▸ **WHAT YOU ARE ASKED TO DO**: Express the records between the lines holding "As a warehouse robot's perception module, locate green tree" and "161,296,192,317", inclusive, as a JSON list of strings with one string per line and blank lines left out.
#### RECORDS SHOWN ####
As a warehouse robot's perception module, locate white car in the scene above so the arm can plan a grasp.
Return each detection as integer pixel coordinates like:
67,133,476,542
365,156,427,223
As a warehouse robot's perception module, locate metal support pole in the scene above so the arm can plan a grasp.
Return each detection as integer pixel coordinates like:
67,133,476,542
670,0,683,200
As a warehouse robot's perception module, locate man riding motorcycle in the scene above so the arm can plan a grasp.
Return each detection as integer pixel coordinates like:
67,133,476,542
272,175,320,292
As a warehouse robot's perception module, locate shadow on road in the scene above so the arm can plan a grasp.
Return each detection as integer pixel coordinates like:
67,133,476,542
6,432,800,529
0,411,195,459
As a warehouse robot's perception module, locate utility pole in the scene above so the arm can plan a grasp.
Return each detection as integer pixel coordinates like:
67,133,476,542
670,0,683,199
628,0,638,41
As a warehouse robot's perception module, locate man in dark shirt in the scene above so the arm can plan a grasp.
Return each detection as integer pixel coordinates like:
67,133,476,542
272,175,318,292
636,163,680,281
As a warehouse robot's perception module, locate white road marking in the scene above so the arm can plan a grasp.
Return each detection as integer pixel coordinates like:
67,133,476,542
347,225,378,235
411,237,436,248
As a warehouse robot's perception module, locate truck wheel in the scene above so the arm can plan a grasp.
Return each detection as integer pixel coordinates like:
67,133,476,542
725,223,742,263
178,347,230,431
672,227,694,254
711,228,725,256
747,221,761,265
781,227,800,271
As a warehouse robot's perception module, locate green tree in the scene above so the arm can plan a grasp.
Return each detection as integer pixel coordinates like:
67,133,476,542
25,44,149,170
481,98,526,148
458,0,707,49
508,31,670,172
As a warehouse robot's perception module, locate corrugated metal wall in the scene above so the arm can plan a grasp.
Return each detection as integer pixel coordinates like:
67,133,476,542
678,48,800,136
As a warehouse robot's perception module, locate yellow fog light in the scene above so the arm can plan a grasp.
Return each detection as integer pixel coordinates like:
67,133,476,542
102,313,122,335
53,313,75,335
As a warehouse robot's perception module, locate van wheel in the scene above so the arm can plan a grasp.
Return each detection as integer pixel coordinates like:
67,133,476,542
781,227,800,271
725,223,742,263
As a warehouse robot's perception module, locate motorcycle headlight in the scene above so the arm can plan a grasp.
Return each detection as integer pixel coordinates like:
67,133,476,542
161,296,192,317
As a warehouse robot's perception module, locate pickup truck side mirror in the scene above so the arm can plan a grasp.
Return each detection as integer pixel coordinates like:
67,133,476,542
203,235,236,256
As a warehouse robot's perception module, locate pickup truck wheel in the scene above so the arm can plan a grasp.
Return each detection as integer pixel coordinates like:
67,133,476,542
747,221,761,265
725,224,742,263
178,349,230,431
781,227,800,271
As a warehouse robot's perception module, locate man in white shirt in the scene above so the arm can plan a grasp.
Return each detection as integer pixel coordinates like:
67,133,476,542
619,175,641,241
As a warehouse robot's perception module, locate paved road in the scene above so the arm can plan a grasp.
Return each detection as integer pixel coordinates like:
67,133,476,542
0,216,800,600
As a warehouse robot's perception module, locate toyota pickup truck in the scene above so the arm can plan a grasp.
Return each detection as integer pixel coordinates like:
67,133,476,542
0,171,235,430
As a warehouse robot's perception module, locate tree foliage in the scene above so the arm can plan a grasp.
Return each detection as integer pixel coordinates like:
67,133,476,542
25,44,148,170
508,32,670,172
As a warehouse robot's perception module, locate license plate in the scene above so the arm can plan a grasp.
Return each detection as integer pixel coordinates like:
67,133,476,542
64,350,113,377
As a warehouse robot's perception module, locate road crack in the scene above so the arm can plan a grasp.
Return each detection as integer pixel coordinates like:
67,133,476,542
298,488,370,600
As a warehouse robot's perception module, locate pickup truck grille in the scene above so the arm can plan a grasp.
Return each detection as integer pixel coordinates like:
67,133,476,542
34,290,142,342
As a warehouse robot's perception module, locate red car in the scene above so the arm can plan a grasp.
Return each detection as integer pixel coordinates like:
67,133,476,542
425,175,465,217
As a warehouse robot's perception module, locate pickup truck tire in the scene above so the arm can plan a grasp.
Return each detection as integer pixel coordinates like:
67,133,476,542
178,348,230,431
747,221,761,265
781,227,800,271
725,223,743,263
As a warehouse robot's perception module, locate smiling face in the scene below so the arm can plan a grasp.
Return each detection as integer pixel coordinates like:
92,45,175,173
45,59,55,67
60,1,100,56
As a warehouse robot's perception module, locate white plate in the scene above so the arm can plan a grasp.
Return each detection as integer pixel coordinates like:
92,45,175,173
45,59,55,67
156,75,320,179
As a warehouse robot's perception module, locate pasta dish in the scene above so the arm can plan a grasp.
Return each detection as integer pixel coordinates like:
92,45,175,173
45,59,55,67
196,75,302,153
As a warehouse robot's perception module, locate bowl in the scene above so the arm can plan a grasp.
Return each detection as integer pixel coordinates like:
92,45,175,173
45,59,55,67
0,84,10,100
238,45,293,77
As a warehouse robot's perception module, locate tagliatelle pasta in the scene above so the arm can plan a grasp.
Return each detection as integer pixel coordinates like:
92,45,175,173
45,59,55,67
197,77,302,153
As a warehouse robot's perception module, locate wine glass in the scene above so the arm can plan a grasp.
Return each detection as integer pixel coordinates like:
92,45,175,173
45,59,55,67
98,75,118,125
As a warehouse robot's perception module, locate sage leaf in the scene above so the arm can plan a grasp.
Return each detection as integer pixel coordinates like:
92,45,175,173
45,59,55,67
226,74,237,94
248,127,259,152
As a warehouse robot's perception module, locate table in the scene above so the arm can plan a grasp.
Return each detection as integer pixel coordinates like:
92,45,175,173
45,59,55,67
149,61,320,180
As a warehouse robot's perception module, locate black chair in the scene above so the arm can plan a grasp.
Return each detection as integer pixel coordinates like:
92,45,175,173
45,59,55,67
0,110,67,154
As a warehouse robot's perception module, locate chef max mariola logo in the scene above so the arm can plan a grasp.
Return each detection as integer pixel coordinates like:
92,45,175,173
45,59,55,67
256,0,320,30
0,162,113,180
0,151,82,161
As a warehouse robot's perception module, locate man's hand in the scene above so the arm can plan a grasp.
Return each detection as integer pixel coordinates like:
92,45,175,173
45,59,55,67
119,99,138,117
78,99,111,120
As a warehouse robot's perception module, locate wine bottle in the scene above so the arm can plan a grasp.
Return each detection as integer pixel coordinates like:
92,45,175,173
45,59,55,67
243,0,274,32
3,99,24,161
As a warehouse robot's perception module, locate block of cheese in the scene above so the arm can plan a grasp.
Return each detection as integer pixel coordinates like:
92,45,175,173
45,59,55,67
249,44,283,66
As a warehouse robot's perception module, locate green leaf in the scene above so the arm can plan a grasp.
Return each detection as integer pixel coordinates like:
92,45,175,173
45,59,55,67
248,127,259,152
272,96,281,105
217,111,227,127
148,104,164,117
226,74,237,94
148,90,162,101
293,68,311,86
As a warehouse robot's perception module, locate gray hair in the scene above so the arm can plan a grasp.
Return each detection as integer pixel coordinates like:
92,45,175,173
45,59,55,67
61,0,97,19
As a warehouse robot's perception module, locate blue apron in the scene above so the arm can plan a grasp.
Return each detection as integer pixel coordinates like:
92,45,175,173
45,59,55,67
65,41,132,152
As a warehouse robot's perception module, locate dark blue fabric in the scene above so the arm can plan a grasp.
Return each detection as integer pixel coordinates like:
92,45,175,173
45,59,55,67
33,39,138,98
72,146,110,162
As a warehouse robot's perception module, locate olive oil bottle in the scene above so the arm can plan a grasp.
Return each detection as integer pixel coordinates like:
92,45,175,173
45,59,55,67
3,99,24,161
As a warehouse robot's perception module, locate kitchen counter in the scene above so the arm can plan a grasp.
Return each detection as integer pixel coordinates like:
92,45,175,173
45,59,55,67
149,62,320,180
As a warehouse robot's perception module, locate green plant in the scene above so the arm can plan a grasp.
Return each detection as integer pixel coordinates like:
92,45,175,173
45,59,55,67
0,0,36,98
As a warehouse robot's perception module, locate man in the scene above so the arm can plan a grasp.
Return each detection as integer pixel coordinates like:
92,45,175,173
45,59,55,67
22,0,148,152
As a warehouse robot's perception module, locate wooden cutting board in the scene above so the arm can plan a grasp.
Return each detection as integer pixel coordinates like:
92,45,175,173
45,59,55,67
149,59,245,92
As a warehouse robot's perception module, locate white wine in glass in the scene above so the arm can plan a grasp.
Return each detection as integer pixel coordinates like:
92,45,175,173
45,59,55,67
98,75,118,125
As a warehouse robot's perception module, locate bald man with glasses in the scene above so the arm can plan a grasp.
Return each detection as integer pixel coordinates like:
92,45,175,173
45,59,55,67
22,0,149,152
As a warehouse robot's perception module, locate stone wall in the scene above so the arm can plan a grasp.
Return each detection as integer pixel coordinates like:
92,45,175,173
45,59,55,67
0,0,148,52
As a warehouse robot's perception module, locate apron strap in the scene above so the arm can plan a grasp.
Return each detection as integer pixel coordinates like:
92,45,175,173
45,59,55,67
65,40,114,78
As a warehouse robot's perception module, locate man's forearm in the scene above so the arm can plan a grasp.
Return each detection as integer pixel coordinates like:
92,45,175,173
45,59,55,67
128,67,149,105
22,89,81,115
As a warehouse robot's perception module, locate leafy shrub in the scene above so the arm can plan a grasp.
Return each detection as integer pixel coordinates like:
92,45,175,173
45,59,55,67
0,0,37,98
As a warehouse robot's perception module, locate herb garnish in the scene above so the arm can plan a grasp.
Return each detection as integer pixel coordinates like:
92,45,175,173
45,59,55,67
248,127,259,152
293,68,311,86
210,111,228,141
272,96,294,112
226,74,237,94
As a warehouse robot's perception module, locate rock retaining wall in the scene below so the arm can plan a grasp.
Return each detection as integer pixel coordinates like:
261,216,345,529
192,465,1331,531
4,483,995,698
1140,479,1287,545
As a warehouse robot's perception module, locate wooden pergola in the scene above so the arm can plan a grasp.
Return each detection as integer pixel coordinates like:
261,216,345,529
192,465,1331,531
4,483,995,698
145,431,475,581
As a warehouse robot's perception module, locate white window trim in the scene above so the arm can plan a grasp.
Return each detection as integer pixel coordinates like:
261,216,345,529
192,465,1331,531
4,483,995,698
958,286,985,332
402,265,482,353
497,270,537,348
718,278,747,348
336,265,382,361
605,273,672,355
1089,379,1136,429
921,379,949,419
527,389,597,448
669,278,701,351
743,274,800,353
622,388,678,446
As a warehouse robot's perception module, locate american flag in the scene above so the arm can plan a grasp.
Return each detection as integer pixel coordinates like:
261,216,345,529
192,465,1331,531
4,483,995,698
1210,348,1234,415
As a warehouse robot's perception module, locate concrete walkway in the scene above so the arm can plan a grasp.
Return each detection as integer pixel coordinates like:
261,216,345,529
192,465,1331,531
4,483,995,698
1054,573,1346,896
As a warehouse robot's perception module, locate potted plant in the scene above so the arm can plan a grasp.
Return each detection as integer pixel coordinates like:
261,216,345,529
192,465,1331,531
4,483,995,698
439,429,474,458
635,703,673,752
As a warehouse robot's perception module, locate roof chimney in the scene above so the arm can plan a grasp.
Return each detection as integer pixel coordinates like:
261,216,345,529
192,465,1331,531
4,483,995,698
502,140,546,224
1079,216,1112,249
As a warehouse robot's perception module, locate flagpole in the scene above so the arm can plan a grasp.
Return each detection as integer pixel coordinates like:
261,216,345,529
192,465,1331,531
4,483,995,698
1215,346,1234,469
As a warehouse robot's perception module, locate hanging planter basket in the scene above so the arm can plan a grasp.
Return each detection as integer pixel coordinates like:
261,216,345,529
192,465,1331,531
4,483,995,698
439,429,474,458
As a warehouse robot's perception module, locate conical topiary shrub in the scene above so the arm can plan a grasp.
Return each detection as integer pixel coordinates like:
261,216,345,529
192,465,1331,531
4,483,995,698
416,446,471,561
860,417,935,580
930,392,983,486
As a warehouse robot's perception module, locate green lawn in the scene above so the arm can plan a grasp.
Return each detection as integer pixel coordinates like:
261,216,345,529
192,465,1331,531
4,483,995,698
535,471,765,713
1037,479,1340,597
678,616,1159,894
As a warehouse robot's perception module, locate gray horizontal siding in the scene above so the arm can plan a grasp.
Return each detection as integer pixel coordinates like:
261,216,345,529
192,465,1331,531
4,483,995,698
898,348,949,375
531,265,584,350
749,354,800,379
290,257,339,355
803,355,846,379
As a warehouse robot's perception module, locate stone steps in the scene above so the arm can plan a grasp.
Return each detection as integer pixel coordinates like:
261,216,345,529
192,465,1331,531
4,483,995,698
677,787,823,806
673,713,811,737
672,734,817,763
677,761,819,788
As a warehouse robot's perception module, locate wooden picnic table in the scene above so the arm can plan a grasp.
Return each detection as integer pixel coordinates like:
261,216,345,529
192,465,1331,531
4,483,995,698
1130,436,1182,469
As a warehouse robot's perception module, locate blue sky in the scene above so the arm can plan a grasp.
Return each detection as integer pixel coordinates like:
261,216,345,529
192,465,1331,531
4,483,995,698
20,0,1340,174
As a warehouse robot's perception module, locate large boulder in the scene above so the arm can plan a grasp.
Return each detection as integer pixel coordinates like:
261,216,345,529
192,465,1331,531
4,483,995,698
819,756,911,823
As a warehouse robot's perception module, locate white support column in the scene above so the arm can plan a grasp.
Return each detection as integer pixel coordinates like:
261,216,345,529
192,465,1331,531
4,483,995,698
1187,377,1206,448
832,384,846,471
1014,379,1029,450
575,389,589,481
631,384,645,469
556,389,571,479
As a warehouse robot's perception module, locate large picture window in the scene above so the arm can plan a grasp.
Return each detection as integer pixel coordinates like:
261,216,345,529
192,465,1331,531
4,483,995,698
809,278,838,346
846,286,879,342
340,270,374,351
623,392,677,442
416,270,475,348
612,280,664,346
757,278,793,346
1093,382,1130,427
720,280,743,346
####
▸ **WRITTEN ANSWER**:
[
  "As a warehouse robot's perception module, locate green tree in the scene above so the arm can plan a grasp.",
  "Return each detection as integer pixel coordinates like:",
  "67,133,476,542",
  "25,44,149,170",
  "481,98,526,148",
  "458,0,707,49",
  "508,31,670,172",
  "As a warehouse robot's perception module, locate corrugated metal wall in the scene above so the arm can plan a grasp.",
  "Return each detection as integer pixel coordinates like:",
  "67,133,476,542",
  "678,48,800,136",
  "As a warehouse robot's perception module, locate yellow fog light in the scene above so the arm can plan a grasp.",
  "Return each detection as integer pixel coordinates like:",
  "67,133,476,542",
  "102,313,122,335",
  "53,313,75,335",
  "As a warehouse robot's perception module, locate van wheel in the scene above so the arm can plan a grasp.",
  "Return each detection as integer pixel coordinates like:",
  "67,133,476,542",
  "781,227,800,271",
  "725,223,742,263",
  "As a warehouse robot's perception module, locate motorcycle headlight in the scene above so the arm can plan a grasp.",
  "Return each detection as integer pixel coordinates like:",
  "67,133,476,542",
  "161,296,192,317"
]